# PASSAGE start

Honestly, I used to think that generating AI images was just a gimmick.
Back in March last year, I spent over 3,000 yuan on every "super prompt package" I could find. I tried everything—Midjourney, Stable Diffusion, and various local platforms. And you know what? Most of them just didn’t work.
That “one-click masterpiece”? Either the fingers looked deformed or the images had a cheesy plastic vibe. I found myself staring blankly at the screen, feeling like I was just paying tuition.
But then, a turning point came.
I’m not a photographer, but I stumbled upon something fascinating on Xiaohongshu: someone was selling a 1-yuan AI photo package that sold over 2,000 copies. What could you possibly earn from 1 yuan? I clicked in, and to my surprise, the comments were flooded with requests like “Can I get baby photo prompts?” and “How do I adjust for ancient-style wedding photos?”
In that moment, it clicked for me: users weren’t just buying prompts; they were buying the certainty of “if I input this, I’ll get a great image.”
Here’s the first surprising insight:
the essence of the AI image business is selling certainty, not just prompts.
So I changed my approach. Instead of piling up 50 words for prompts, I started testing combinations of 20 words: “subject + style + atmosphere + what to avoid.” I focused on “what to avoid”—no blurriness, no plastic feel, no deformed fingers.
After testing about 30 sets, I found three stable “formulas” that consistently produced images scoring 80 out of 100.

# PASSAGE end
# PROVIDED RECORDS start

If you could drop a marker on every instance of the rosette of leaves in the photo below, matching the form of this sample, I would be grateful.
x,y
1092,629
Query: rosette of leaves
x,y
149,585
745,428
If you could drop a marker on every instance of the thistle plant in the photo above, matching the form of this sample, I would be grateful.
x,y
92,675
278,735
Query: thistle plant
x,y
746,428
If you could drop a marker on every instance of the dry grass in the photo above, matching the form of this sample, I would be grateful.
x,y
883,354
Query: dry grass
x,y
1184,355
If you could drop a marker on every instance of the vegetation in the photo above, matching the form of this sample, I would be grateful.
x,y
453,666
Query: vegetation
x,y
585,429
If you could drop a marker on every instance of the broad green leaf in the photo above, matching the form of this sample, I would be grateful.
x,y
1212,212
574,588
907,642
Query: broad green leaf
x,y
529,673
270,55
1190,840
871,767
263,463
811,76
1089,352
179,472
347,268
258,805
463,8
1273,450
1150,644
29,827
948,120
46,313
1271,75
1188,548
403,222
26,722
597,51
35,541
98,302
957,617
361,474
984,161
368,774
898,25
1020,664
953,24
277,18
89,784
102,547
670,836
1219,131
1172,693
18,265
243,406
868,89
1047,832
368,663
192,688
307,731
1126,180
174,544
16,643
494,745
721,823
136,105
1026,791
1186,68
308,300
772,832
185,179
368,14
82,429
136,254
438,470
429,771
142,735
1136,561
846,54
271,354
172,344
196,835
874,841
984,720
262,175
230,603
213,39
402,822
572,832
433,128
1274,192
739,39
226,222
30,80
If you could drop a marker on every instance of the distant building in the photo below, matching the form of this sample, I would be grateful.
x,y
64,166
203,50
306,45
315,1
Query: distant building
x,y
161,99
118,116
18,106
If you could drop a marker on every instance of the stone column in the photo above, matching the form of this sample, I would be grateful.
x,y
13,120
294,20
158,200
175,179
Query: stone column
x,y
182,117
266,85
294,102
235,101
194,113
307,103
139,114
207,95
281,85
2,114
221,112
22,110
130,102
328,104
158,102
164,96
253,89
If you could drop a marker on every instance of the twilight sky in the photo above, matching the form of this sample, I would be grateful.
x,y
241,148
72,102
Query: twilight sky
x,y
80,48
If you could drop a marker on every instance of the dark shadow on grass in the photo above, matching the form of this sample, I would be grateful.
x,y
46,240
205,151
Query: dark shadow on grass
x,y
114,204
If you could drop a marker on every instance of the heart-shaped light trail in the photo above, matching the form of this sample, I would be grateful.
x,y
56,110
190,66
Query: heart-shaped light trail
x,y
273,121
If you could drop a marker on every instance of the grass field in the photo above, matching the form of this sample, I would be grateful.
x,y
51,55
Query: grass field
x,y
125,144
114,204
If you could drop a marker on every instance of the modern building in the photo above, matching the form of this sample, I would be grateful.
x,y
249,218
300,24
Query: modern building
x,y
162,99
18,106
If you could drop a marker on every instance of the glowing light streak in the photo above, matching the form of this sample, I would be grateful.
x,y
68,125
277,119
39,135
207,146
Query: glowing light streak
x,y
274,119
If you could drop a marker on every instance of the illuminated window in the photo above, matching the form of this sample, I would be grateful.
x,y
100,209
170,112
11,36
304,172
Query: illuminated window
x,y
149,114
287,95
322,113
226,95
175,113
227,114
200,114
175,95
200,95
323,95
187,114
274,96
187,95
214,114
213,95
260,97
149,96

# PROVIDED RECORDS end

» **REQUIRED ACTIONS**
• A. In the passage on selling AI image prompts, what does the writer conclude buyers of the 1-yuan photo package were really paying for, and what made the writer reach that view? Answer in one to three sentences.
• B. In the passage on selling AI image prompts, roughly how many sets did the writer test before finding three stable formulas?
• C. Continue the passage on selling AI image prompts from its final sentence.

» **ANSWERS FOR THE EXERCISE**
• A. The writer concludes that buyers were paying for certainty: the assurance that a given input would produce a great image. The writer reached this view after seeing the package's comments full of requests such as "Can I get baby photo prompts?" and "How do I adjust for ancient-style wedding photos?"

• B. About 30 sets.

• C.
Then I did something kind of silly but super effective: I took one of the “ancient-style wedding photo” prompts, priced it at 9.9 yuan, and shared it on my social networks.
Within 24 hours, 17 people made a purchase. I made 168.3 yuan. Not much, but enough to keep me awake from excitement.
Here comes the second surprising insight:
the real money isn’t in hoarding prompts, but in continuous sharing.
I began releasing a new style prompt package each week, posting example images on Xiaohongshu and Douyin. Whether they were polished images or directly generated ones—even keeping some AI “flaws”—it didn’t matter.
Soon, people started asking in the comments: “Can this be used commercially?” “Can I train it on my own face?”
That’s when the business opportunities kicked in.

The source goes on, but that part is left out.